◆ The problem ◆
From the line with "Target: wire cable" to the last line of the data below, repeat every line exactly and add nothing.

◆ Data for review ◆

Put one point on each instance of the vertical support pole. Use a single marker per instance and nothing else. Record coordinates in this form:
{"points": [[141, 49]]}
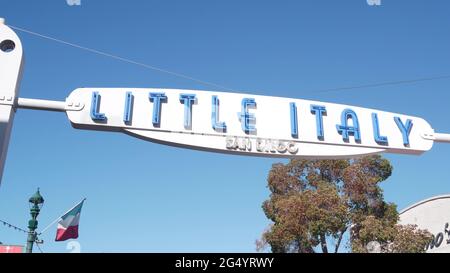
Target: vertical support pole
{"points": [[10, 70]]}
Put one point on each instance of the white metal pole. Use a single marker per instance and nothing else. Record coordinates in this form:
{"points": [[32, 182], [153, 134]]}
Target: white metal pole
{"points": [[36, 104]]}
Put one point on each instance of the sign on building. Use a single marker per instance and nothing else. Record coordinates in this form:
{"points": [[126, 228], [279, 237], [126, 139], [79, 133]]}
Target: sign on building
{"points": [[433, 215], [232, 123]]}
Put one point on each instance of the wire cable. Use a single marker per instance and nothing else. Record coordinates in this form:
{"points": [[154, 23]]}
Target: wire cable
{"points": [[95, 51], [12, 226], [151, 67]]}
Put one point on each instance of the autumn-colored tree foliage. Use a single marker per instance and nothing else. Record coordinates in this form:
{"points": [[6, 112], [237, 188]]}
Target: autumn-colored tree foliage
{"points": [[313, 204]]}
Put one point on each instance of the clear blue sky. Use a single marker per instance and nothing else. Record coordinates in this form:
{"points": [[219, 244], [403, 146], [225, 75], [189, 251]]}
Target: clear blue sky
{"points": [[144, 197]]}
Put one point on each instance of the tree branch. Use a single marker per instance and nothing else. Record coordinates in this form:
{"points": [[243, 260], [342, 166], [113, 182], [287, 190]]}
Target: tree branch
{"points": [[339, 240]]}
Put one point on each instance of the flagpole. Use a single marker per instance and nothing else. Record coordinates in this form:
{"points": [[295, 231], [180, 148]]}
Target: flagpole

◆ Exercise output ◆
Target: wire cable
{"points": [[95, 51], [12, 226], [151, 67]]}
Put one point on each instance of the autumn-colored tree foliage. Use a single marker per instance and nothing else. Record coordinates in this form:
{"points": [[6, 112], [237, 188]]}
Target: autumn-colored tree foliage
{"points": [[313, 204]]}
Put one point on each instance of the clear blue sky. Use a single marker per instance and nothing else. Record coordinates in this form:
{"points": [[219, 244], [403, 146], [225, 75], [189, 251]]}
Target: clear blue sky
{"points": [[144, 197]]}
Put one point on each instance of the tree branch. Use a single marker per instance and nothing else. Record coordinates in this form:
{"points": [[243, 260], [342, 166], [113, 182], [287, 190]]}
Target: tree branch
{"points": [[339, 240]]}
Put one point on each instance of the flagpole. Use a single marker per instance and nothing else. Record coordinates in this form:
{"points": [[295, 231], [180, 148]]}
Target: flagpole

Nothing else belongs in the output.